[At the Grand Torch Light Tour in Mt.Hope Cemetery 10/15/16]
The last time I saw Talker alive was last summer. That June day — full of reckless vainglory — Talker had attempted to scale the the falls in the Lower Falls Gorge: to out patch Sam Patch. Instead, Talker slipped away into the foam. The last I saw was his soul ascending upwards through a hole near the McDonald’s on Lake Avenue. Unlike Patch whose body was found frozen in an ice pack, Talker’s remains remain undiscovered.
After his demise, I returned to my staid life as a high level manager at a prominent local corporation. At the same time — to preserve the memory of my sunken comrade — it was I who arranged a trust fund to pay all required fees whereas Talker will live in perpetuity on the internets.
Periodically, I return to that final story (that I had mournfully penned in memorium). The views, facebook shares and comments have trickled down near zero. The only traffic left are zombie websites offering super force viagra.
I still do sometimes think of our fallen fool. Late at night, after dispensing my corporate duties, I take to my study and my stamp collection.
Though not given to his monomania, I feel Talker-as-muse. Licking and placing my stamps into phantasmagorical patterns, I unburden my pent up imagination. Brazen and bold in my glued tableauxs, I sense the equal thrill Talker felt as he looked downward from the precipice of the Gorge.
Last night when driving along South Avenue, I thought again of him upon seeing a sign for that evening’s Grand Torch Light Tour in Mt. Hope Cemetery. As he would have gone, so too would I. But upon arrival, the event was sold out. My inhibited self would have gone home, but I was in search of Talker.

• Supplied information
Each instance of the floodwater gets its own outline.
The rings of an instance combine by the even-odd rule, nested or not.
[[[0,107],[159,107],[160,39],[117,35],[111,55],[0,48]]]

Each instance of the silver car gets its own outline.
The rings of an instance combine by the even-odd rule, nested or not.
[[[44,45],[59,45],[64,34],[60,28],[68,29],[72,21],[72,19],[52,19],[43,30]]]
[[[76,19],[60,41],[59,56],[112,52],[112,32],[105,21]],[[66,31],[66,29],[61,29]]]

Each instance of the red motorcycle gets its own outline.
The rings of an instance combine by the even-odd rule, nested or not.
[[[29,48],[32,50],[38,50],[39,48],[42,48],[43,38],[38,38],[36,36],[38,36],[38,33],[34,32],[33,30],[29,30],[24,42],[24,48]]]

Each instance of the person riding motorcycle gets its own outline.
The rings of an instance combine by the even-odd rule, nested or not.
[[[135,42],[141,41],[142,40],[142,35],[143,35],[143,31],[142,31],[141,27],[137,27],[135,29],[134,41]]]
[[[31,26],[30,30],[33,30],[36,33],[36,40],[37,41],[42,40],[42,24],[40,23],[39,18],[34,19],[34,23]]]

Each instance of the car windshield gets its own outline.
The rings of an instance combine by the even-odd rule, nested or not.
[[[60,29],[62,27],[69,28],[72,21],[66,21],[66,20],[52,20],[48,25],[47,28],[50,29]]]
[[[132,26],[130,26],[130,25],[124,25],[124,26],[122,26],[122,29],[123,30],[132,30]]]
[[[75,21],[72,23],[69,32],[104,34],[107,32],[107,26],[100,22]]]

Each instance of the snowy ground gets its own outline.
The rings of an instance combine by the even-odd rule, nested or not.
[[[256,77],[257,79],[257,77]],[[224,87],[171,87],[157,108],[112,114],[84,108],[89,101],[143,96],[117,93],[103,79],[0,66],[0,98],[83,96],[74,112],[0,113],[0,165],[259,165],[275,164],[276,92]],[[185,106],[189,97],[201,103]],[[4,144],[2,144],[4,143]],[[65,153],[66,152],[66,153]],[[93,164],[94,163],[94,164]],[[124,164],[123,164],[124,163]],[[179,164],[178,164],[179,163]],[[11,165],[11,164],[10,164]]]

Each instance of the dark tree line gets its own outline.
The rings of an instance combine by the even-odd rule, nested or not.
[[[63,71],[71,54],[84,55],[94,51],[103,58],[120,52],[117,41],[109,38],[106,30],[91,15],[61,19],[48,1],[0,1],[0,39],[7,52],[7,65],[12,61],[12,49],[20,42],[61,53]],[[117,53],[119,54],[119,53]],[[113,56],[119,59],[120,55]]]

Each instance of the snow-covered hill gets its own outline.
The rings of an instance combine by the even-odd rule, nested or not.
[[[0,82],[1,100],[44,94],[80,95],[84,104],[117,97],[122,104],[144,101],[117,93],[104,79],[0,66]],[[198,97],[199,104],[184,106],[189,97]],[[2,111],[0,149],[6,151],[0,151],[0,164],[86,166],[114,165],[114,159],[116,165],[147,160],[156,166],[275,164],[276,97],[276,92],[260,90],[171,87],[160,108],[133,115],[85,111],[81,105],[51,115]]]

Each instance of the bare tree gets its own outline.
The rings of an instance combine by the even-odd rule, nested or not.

• Short task
Copy the piece about Talker again from "Though not given" through "of the Gorge.", substituting "edge" for "precipice".

• Answer to this problem
Though not given to his monomania, I feel Talker-as-muse. Licking and placing my stamps into phantasmagorical patterns, I unburden my pent up imagination. Brazen and bold in my glued tableauxs, I sense the equal thrill Talker felt as he looked downward from the edge of the Gorge.